* START Given passage *

L2/00-141

Re: Proposed Changes to UTR#10: Unicode Collation Algorithm
Date: 2000.04.24
By: M. Davis, K. Whistler

The following are changes that should be made to the text of UTR#10.

3.2 Default Unicode Collation Element Table

1. Fixes for version numbering for consistency with all other "commands"

Old

New

<version> := <major>.<minor>.<variant> <eol>

@<version> := <major>.<minor>.<variant> <eol>

2. Fixes for contracting characters, add pointer to charts

Old

New

The Default Unicode Collation Element Table is available in two parts:

http://www.unicode.org/unicode/reports/tr10/basekeys.txt

http://www.unicode.org/unicode/reports/tr10/compkeys.txt

The file basekeys.txt lists all the Unicode characters that correspond to a single collation element. The file compkeys.txt lists all the Unicode characters that correspond to a sequence of collation elements.

The Default Unicode Collation Element Table is available in three parts:

http://www.unicode.org/unicode/reports/tr10/basekeys.txt

http://www.unicode.org/unicode/reports/tr10/compkeys.txt

http://www.unicode.org/unicode/reports/tr10/ctrckeys.txt

  • The file basekeys.txt lists all the Unicode characters that correspond to a single collation element.
  • The file compkeys.txt lists all the expanding Unicode characters, those that correspond to a sequence of collation elements.

* END Given passage *

**Set exercise a**. Turn the unbulleted paragraph in the UTR#10 proposal that begins "The file basekeys.txt lists" into a brief two-item list.

* START Recorded data *

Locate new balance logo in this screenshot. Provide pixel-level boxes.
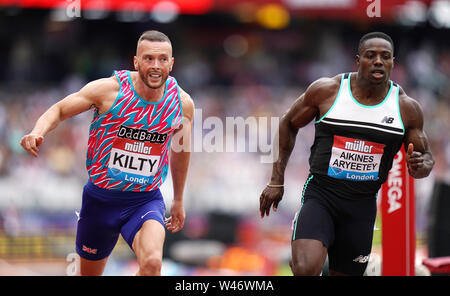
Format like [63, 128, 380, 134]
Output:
[381, 116, 394, 124]
[353, 255, 369, 263]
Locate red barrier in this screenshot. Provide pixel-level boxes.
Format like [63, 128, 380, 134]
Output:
[381, 147, 416, 276]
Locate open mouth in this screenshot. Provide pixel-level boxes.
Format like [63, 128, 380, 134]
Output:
[371, 70, 384, 79]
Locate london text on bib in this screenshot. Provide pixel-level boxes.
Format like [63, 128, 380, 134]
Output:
[108, 126, 167, 185]
[328, 136, 384, 181]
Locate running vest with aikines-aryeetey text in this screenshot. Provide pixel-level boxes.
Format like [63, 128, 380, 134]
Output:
[309, 73, 405, 198]
[86, 71, 183, 192]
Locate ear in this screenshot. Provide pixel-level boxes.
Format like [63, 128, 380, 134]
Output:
[133, 56, 139, 71]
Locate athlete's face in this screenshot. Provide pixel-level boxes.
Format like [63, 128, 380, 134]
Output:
[134, 40, 174, 89]
[356, 38, 394, 84]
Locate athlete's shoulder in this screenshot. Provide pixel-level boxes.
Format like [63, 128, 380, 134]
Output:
[398, 86, 423, 127]
[305, 74, 344, 102]
[178, 86, 195, 119]
[81, 76, 119, 97]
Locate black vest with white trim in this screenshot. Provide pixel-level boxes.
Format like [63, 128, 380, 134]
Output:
[309, 73, 405, 199]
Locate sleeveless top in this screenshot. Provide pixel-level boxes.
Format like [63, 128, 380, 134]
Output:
[309, 73, 405, 199]
[86, 70, 183, 192]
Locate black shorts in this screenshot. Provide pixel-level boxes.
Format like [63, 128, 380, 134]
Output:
[292, 176, 377, 275]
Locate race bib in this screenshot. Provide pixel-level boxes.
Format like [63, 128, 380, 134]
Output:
[328, 136, 384, 181]
[108, 127, 166, 185]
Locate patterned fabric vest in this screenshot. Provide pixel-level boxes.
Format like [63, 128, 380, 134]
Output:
[86, 70, 183, 192]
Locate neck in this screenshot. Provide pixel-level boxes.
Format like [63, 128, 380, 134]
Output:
[353, 73, 390, 100]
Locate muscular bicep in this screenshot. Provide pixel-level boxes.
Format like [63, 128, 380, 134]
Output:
[55, 78, 118, 120]
[284, 94, 319, 129]
[402, 98, 429, 153]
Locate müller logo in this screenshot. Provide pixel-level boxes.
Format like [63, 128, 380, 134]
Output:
[117, 125, 167, 144]
[345, 141, 373, 153]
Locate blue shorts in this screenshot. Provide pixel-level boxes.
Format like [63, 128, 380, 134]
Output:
[75, 181, 166, 260]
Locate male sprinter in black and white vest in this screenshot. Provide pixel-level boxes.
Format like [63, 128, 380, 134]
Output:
[260, 32, 434, 275]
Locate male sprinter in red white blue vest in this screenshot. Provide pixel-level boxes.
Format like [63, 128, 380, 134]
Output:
[21, 31, 194, 275]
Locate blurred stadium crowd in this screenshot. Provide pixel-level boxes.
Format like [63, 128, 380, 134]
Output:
[0, 6, 450, 276]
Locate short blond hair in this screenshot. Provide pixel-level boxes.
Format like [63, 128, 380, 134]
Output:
[138, 30, 172, 45]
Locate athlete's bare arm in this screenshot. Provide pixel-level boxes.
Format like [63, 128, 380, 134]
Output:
[166, 88, 194, 232]
[399, 89, 434, 179]
[20, 77, 119, 157]
[259, 75, 341, 218]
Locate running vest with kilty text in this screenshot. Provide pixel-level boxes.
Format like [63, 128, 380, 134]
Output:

* END Recorded data *

**Set exercise b**. Copy the records from their first line through the line containing "[381, 147, 416, 276]", replacing "screenshot" with "image" and changing nothing else. Leave out the pictures.

**Task response a**.
- basekeys.txt: all Unicode characters that correspond to a single collation element
- compkeys.txt: all Unicode characters that correspond to a sequence of collation elements

**Task response b**.
Locate new balance logo in this image. Provide pixel-level boxes.
Format like [63, 128, 380, 134]
Output:
[381, 116, 394, 124]
[353, 255, 369, 263]
Locate red barrier in this image. Provide pixel-level boxes.
Format like [63, 128, 380, 134]
Output:
[381, 147, 416, 276]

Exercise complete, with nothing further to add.